Set task
Format the lines of the listing below, from the line containing "Ground yellow rubber" up to and including the line containing "137, 85, 167, 110", as a JSON list of strings with one string per line and any blank lines omitted.

****************************************

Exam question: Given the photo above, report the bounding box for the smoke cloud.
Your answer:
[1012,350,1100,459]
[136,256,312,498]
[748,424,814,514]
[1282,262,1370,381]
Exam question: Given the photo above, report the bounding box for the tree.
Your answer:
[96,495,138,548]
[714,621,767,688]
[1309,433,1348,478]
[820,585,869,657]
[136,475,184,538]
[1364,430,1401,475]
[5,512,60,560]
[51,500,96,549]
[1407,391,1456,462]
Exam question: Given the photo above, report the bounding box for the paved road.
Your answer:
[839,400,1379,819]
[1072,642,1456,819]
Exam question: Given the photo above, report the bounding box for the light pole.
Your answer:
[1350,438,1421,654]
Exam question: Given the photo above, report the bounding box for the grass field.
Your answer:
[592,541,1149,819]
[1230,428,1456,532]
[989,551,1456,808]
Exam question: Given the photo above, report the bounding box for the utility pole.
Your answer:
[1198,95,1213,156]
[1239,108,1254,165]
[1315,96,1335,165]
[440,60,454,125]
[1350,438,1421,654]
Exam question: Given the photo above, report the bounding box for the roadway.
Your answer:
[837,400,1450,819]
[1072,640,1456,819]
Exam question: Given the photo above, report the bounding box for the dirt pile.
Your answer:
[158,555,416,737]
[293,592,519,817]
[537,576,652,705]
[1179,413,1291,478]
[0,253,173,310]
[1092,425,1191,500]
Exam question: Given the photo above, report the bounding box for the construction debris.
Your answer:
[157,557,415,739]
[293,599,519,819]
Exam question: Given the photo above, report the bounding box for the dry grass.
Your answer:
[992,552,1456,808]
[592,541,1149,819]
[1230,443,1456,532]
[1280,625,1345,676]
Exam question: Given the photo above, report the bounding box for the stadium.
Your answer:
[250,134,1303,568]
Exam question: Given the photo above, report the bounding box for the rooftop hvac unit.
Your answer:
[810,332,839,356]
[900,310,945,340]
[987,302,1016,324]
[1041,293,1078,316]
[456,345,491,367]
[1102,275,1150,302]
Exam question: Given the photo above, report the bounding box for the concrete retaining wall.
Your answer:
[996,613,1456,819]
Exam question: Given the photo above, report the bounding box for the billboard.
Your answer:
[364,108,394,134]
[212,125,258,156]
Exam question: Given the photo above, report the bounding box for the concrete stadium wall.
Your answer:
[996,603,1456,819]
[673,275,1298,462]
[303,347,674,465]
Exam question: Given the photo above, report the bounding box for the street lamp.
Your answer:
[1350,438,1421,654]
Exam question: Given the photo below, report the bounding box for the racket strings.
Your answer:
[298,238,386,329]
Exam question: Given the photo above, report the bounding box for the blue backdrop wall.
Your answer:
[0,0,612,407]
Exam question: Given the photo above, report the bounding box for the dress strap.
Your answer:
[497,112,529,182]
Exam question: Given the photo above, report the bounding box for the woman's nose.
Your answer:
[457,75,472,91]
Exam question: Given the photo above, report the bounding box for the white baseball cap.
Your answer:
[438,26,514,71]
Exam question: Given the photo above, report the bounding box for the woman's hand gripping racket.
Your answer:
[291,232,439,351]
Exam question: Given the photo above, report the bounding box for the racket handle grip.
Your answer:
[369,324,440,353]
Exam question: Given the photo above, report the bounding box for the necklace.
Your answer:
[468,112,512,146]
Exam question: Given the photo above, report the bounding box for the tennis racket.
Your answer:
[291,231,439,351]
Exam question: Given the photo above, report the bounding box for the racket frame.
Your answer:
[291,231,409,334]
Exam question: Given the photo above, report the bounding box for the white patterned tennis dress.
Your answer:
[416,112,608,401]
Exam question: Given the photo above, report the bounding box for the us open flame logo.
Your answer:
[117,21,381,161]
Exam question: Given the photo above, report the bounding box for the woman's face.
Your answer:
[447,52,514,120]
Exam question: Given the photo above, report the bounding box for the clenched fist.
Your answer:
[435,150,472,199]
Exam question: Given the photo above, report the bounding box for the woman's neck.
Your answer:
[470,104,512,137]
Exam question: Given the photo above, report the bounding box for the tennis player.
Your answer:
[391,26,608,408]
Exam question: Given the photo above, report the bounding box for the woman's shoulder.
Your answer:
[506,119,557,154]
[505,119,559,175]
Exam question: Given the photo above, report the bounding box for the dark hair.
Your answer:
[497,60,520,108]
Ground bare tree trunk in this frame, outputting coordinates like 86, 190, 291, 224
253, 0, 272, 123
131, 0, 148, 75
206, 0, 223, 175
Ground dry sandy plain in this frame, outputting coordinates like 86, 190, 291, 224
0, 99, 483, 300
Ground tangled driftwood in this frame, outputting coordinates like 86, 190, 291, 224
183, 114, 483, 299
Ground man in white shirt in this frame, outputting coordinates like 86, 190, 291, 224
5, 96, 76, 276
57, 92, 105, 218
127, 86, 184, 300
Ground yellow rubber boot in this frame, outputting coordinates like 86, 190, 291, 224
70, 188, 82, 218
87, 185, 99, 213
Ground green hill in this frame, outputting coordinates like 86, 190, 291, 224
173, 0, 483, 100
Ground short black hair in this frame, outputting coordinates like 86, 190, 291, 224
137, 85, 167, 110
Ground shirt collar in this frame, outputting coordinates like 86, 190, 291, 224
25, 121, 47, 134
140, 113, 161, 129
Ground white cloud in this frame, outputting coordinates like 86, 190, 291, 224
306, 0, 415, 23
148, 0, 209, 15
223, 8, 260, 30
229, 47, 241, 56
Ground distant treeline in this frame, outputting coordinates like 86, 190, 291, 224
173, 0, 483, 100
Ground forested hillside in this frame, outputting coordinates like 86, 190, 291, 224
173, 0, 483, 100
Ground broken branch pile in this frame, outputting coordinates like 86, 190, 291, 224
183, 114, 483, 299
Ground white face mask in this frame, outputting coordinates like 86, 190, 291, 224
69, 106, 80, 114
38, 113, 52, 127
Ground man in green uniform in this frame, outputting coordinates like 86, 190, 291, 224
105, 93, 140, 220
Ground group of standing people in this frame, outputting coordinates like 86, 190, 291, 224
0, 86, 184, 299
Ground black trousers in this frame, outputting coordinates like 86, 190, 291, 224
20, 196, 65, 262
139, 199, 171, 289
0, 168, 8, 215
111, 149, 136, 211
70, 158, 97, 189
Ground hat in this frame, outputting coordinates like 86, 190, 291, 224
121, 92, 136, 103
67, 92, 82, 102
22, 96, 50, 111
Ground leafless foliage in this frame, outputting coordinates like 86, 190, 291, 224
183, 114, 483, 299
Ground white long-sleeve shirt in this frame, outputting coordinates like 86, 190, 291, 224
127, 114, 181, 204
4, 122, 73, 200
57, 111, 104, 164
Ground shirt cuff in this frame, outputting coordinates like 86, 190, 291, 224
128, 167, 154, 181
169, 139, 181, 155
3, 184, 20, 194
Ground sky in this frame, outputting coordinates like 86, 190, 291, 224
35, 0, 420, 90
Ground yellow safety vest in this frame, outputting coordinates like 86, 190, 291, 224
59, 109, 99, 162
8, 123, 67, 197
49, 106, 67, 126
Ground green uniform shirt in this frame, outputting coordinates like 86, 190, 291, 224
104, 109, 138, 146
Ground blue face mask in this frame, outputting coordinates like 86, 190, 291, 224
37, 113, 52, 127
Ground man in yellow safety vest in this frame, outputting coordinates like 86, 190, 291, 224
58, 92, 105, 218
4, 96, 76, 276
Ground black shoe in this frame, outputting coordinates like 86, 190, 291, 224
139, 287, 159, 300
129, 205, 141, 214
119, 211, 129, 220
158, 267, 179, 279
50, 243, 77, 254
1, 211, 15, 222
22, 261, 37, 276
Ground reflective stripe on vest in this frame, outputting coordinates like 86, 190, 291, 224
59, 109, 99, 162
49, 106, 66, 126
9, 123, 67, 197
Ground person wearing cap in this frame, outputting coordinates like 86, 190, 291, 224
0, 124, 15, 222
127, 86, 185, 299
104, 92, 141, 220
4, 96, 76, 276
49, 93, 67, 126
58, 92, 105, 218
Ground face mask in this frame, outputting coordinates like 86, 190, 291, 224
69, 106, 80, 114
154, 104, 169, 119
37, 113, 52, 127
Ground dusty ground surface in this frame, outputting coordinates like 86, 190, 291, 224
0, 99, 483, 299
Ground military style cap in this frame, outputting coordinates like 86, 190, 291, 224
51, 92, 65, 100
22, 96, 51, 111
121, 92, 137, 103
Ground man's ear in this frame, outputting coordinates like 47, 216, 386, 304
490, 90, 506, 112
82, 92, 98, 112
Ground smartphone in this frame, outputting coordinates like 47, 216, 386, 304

****************************************

In response
[
  "Ground yellow rubber boot in this frame, outputting coordinates like 86, 190, 291, 224",
  "70, 188, 82, 218",
  "87, 185, 99, 213",
  "Ground green hill in this frame, outputting coordinates like 86, 190, 291, 224",
  "173, 0, 483, 100",
  "Ground short black hair in this frame, outputting coordinates like 86, 190, 291, 224",
  "137, 85, 167, 110"
]